SELECTED TEXT ▸

We continue to consider investments in and acquisitions of other businesses, technologies or products, to improve our market position, broaden our technological capabilities and expand our product offerings. For example, in November 2009, we completed the acquisition of CopperGate Communications Ltd, an Israeli company.  As a result, we added substantial operations in Israel, including 124 employees located in Israel and an additional 17 employees located outside of Israel. We also completed the acquisition of Zensys Holdings Corporation in December 2008, the acquisition of certain assets and 44 new employees from the VXP Group of Gennum Corporation in February 2008 and the acquisition of Blue7 Communications in February 2006. In the future, we may not be able to acquire or successfully identify companies, products or technologies that would enhance our business. Once we identify a strategic opportunity, the process to consummate a transaction could divert management's attention from the operation of our business causing our financial results to decline.

PARTS OF THE EXERCISE ▸
- 1) In the acquisitions passage, how many employees located in Israel were added through the CopperGate Communications acquisition?
- 2) Rewrite the rows from the one containing "point: overcast grey sky" down through the one containing "(1065, 644)", replacing "black" with "dark" and leaving everything else unchanged.

PROVIDED RECORDS ▸

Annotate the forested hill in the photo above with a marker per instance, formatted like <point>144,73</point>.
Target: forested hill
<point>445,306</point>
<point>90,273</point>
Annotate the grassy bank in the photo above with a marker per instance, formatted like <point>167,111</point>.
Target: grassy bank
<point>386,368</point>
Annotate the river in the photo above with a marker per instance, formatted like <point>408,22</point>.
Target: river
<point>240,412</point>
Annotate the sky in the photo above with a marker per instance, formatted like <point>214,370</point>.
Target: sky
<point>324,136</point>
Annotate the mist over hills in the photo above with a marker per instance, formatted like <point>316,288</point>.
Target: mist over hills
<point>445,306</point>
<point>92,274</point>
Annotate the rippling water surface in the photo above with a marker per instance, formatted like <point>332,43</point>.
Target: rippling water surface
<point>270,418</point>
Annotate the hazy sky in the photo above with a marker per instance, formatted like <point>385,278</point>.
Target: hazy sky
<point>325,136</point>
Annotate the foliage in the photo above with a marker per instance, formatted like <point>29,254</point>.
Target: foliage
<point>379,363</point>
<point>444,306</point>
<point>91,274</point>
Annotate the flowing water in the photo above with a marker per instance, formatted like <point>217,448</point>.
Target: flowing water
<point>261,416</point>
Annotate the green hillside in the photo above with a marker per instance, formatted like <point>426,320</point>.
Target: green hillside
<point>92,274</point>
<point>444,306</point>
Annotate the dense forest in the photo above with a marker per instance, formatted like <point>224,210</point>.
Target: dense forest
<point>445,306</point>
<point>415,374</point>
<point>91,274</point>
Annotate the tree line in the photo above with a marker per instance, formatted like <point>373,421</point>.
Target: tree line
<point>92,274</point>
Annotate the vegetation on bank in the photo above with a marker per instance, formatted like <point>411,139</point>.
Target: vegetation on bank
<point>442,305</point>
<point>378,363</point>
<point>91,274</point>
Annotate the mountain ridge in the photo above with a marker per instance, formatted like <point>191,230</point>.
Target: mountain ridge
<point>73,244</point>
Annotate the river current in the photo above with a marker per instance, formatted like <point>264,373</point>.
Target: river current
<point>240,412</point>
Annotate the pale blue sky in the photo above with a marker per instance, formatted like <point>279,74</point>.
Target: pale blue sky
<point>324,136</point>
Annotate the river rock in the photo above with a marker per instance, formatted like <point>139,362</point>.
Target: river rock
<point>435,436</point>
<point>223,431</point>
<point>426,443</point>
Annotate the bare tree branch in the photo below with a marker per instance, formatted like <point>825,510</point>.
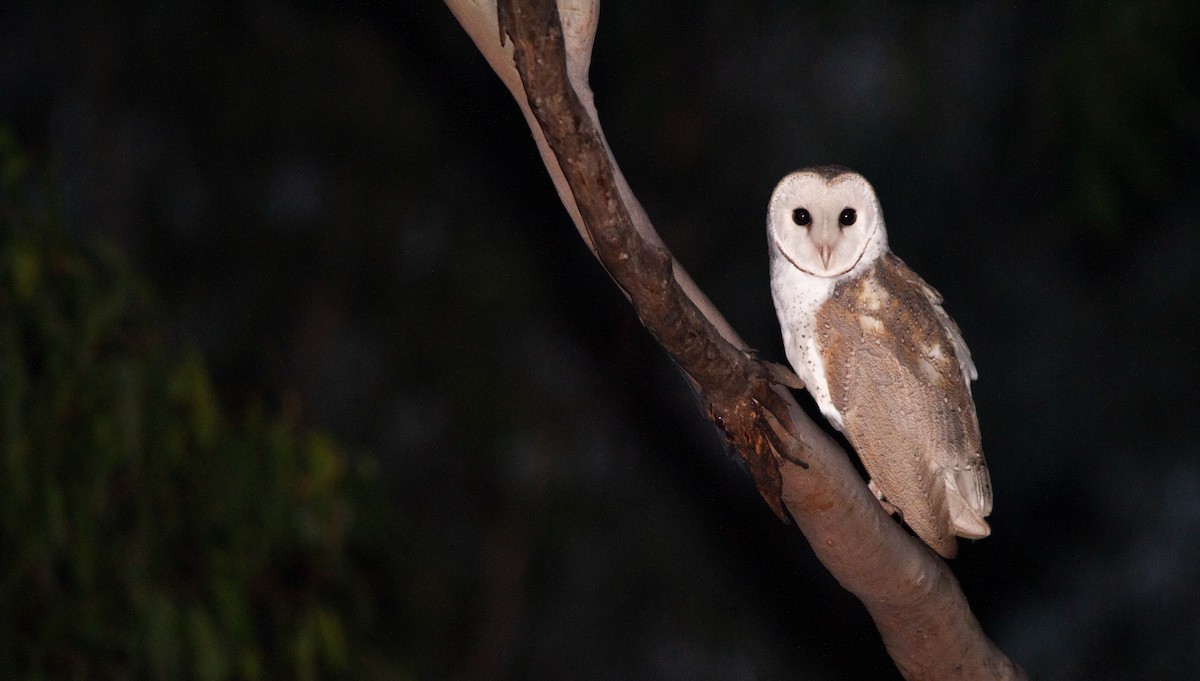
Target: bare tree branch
<point>911,594</point>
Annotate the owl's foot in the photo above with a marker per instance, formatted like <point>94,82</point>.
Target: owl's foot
<point>879,494</point>
<point>780,374</point>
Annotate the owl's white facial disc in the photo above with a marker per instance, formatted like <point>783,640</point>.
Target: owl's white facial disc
<point>826,221</point>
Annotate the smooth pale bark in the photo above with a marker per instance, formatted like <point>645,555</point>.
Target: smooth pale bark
<point>541,50</point>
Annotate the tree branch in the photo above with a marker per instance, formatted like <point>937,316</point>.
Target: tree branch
<point>911,594</point>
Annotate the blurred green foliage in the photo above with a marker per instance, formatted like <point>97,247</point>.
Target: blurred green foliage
<point>144,532</point>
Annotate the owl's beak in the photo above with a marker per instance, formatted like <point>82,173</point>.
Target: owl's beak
<point>826,252</point>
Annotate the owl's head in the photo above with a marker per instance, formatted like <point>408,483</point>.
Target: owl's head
<point>826,221</point>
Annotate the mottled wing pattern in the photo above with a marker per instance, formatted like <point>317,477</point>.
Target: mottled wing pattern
<point>899,374</point>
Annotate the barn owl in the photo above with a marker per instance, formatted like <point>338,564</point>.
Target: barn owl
<point>882,360</point>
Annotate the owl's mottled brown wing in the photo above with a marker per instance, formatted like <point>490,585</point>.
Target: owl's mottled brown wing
<point>899,377</point>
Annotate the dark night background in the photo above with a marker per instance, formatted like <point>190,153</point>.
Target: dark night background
<point>342,209</point>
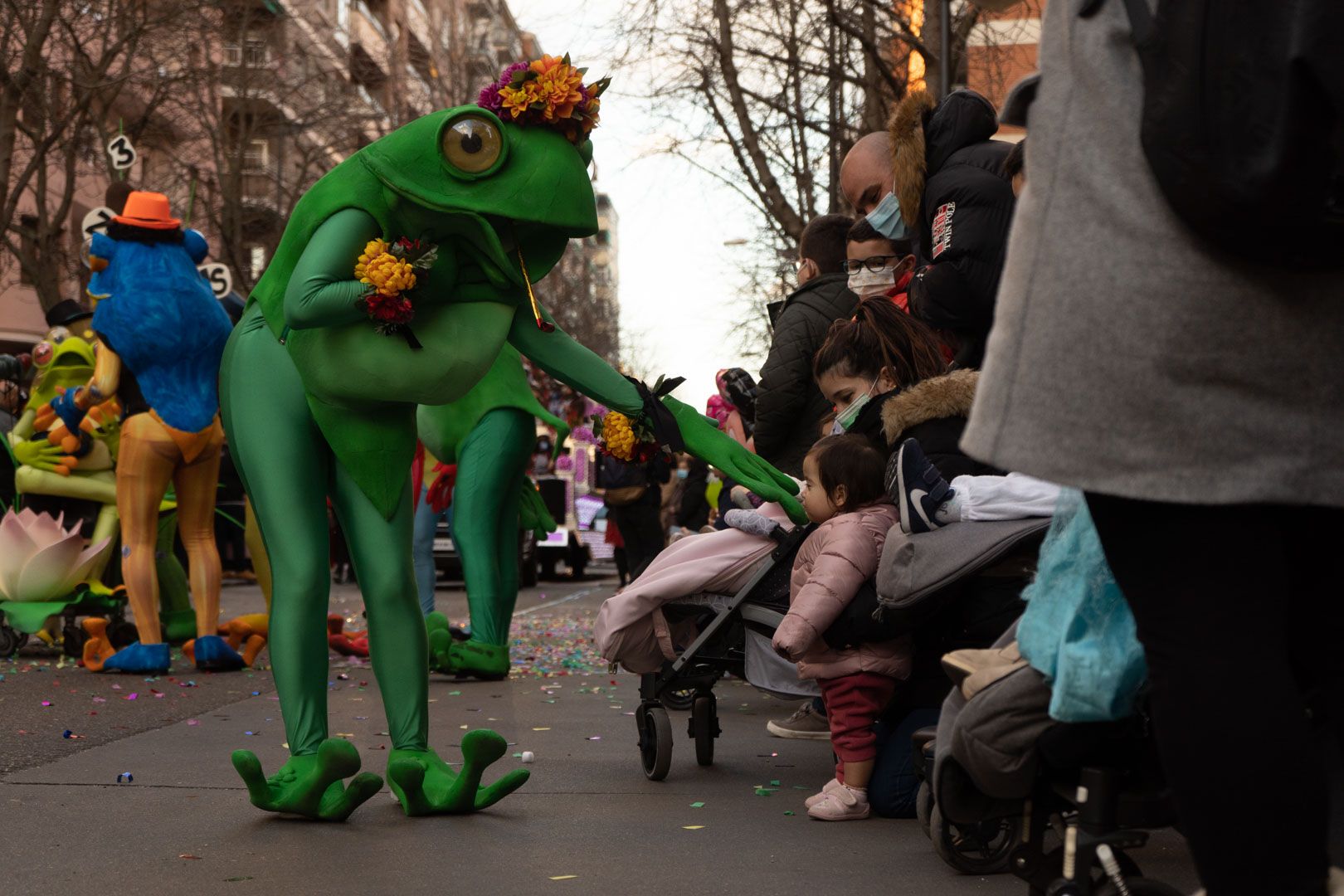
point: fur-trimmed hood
(923, 134)
(947, 395)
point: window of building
(253, 52)
(257, 155)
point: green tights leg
(491, 464)
(290, 472)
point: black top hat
(1019, 101)
(66, 312)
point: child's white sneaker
(841, 804)
(825, 789)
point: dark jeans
(891, 793)
(641, 529)
(1241, 617)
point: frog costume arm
(578, 367)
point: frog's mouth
(492, 242)
(71, 359)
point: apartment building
(238, 108)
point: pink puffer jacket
(830, 568)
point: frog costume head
(488, 191)
(62, 360)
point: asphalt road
(587, 821)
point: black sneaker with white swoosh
(917, 488)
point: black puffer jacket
(947, 168)
(933, 412)
(789, 407)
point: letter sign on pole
(95, 221)
(217, 275)
(123, 153)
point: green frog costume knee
(489, 434)
(320, 383)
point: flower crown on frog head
(548, 91)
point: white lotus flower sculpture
(39, 559)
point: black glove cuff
(660, 418)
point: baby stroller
(721, 648)
(1096, 786)
(951, 589)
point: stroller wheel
(123, 635)
(655, 742)
(923, 807)
(704, 727)
(10, 640)
(1138, 887)
(981, 848)
(71, 640)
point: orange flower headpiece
(546, 91)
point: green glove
(709, 444)
(533, 514)
(41, 455)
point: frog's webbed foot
(426, 786)
(457, 655)
(309, 786)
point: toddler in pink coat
(845, 494)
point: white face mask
(867, 282)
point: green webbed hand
(709, 444)
(426, 786)
(309, 786)
(562, 358)
(42, 455)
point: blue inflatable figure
(162, 334)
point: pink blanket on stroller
(631, 627)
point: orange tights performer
(149, 458)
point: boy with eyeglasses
(878, 265)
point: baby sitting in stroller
(845, 494)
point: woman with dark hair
(889, 381)
(886, 377)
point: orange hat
(147, 210)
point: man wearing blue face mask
(937, 176)
(788, 405)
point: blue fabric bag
(1077, 631)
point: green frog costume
(319, 401)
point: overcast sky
(678, 282)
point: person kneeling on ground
(843, 492)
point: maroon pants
(852, 705)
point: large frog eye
(472, 144)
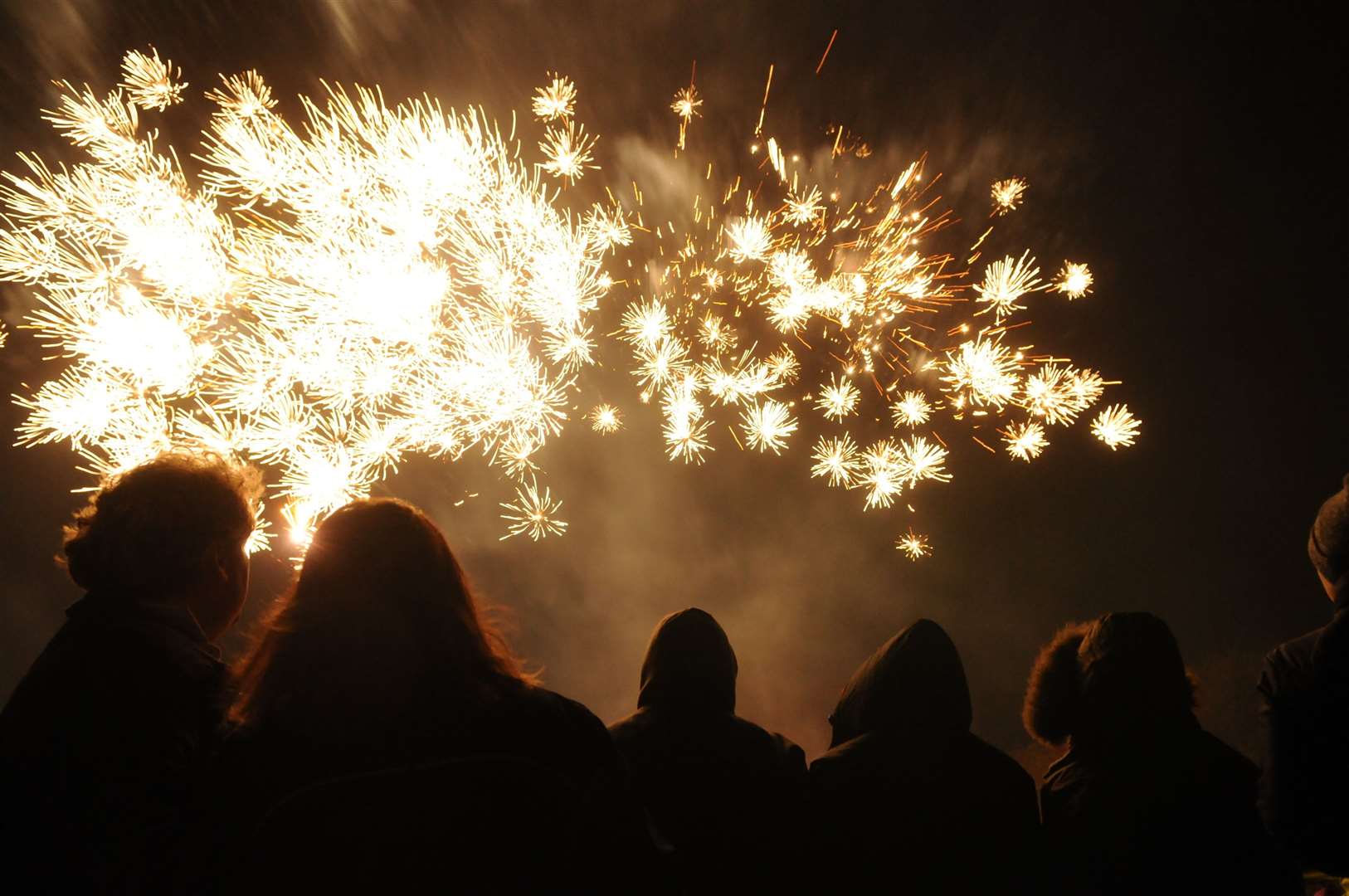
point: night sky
(1191, 158)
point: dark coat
(907, 795)
(1305, 788)
(721, 792)
(97, 747)
(599, 833)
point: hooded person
(719, 791)
(907, 794)
(1305, 694)
(1144, 799)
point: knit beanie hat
(1329, 542)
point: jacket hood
(913, 683)
(689, 663)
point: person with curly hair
(99, 740)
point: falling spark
(1116, 426)
(532, 513)
(605, 419)
(768, 426)
(556, 100)
(1074, 280)
(913, 544)
(838, 400)
(1008, 195)
(1025, 441)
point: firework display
(397, 280)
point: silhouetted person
(99, 740)
(907, 799)
(390, 741)
(1144, 799)
(719, 791)
(1305, 686)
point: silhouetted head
(912, 684)
(170, 531)
(1327, 543)
(379, 620)
(1116, 675)
(689, 663)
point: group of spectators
(381, 736)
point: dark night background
(1191, 157)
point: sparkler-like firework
(394, 280)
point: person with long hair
(375, 708)
(1143, 799)
(101, 737)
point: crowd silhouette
(379, 736)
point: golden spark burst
(768, 426)
(1008, 195)
(1006, 282)
(1116, 426)
(912, 409)
(838, 400)
(151, 83)
(836, 459)
(1074, 280)
(605, 419)
(555, 100)
(532, 513)
(982, 372)
(913, 544)
(383, 281)
(1025, 441)
(568, 151)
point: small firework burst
(1116, 426)
(913, 544)
(884, 474)
(1006, 282)
(645, 324)
(836, 459)
(151, 83)
(568, 151)
(533, 513)
(605, 419)
(768, 426)
(912, 409)
(840, 398)
(1074, 280)
(982, 372)
(1025, 441)
(923, 460)
(1008, 195)
(750, 239)
(556, 100)
(685, 103)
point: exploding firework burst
(1116, 426)
(1008, 195)
(1025, 441)
(913, 545)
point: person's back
(721, 791)
(378, 665)
(1144, 799)
(99, 741)
(1305, 689)
(907, 796)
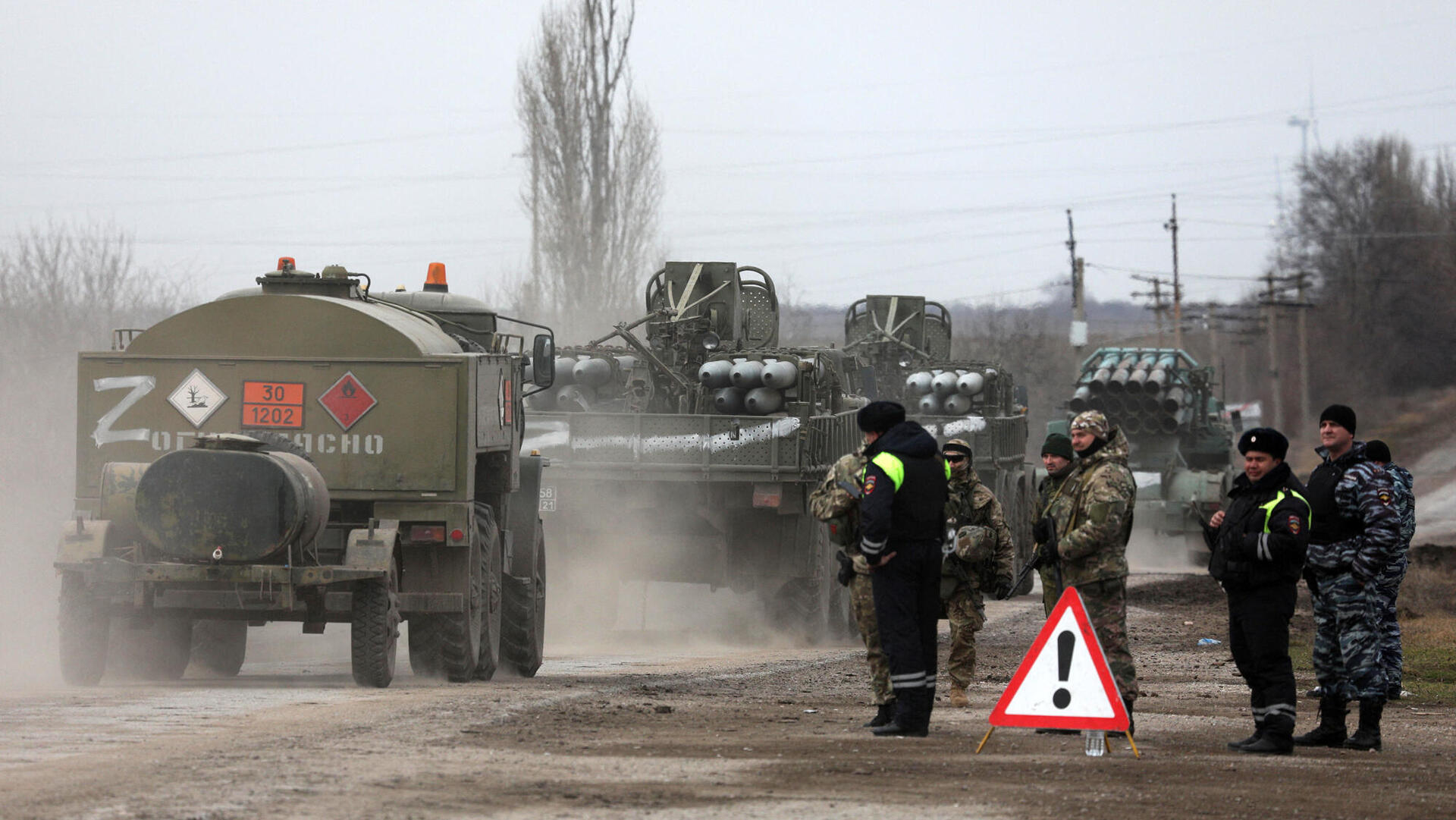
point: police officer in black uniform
(902, 522)
(1258, 551)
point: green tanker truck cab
(305, 452)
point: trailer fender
(372, 548)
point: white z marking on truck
(140, 386)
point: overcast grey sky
(848, 147)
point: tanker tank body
(692, 452)
(1180, 445)
(902, 346)
(306, 452)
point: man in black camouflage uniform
(1354, 539)
(1389, 583)
(1257, 551)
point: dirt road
(710, 733)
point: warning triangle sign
(1063, 682)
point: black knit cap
(956, 446)
(878, 417)
(1264, 440)
(1341, 416)
(1378, 451)
(1057, 445)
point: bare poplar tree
(596, 180)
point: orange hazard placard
(1063, 682)
(273, 404)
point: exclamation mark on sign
(1065, 644)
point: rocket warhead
(919, 383)
(944, 383)
(564, 366)
(970, 383)
(762, 401)
(747, 375)
(592, 372)
(715, 373)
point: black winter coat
(1264, 532)
(906, 503)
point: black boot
(1331, 730)
(1277, 737)
(1250, 740)
(884, 715)
(912, 715)
(1367, 737)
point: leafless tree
(596, 181)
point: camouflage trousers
(1386, 587)
(1107, 606)
(862, 606)
(1347, 638)
(967, 615)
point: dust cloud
(36, 463)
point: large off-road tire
(375, 631)
(424, 647)
(220, 646)
(83, 628)
(491, 570)
(523, 620)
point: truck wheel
(375, 631)
(83, 628)
(523, 624)
(220, 646)
(424, 647)
(491, 571)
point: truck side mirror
(544, 360)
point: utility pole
(1272, 328)
(536, 218)
(1172, 228)
(1079, 315)
(1301, 283)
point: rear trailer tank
(305, 452)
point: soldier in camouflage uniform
(1348, 551)
(971, 570)
(836, 503)
(1092, 549)
(1053, 509)
(1389, 583)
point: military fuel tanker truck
(1164, 402)
(308, 452)
(902, 348)
(689, 454)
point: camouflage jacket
(971, 503)
(1365, 495)
(833, 504)
(1404, 484)
(1055, 497)
(1094, 546)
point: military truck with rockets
(1164, 402)
(306, 451)
(689, 455)
(902, 348)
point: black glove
(1003, 587)
(1041, 530)
(846, 568)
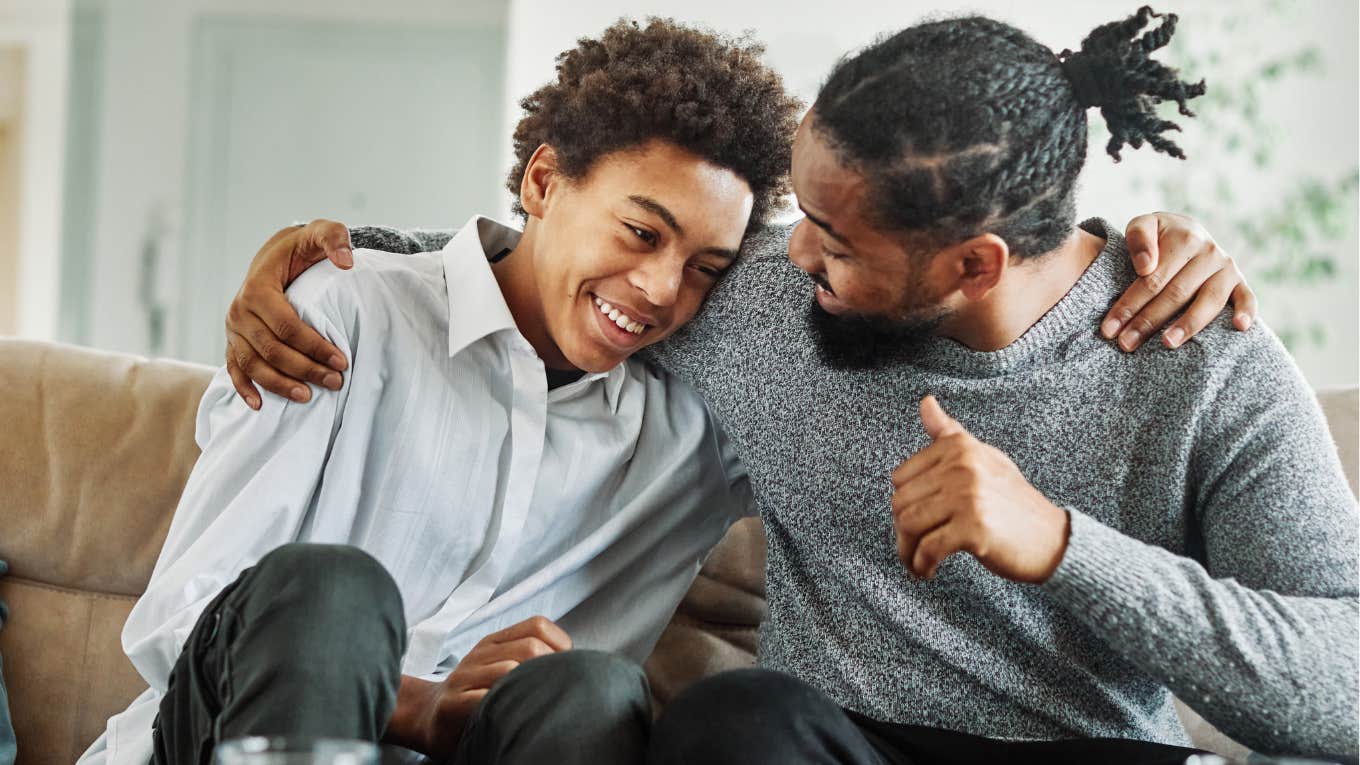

TASK-BY-TASK SOLUTIONS ▸
- 1) 124

- 2)
point: overcast grey sky
(848, 147)
point: tanker tank body
(692, 452)
(1180, 445)
(902, 346)
(306, 452)
point: man in dark camouflage uniform
(1354, 539)
(1389, 583)
(1257, 551)
point: dirt road
(710, 733)
point: warning triangle sign
(1063, 682)
point: dark knit cap
(956, 446)
(878, 417)
(1264, 440)
(1341, 416)
(1378, 451)
(1057, 445)
point: bare poplar tree
(596, 180)
point: orange hazard placard
(1063, 682)
(273, 404)
point: exclamation mark on sign
(1065, 644)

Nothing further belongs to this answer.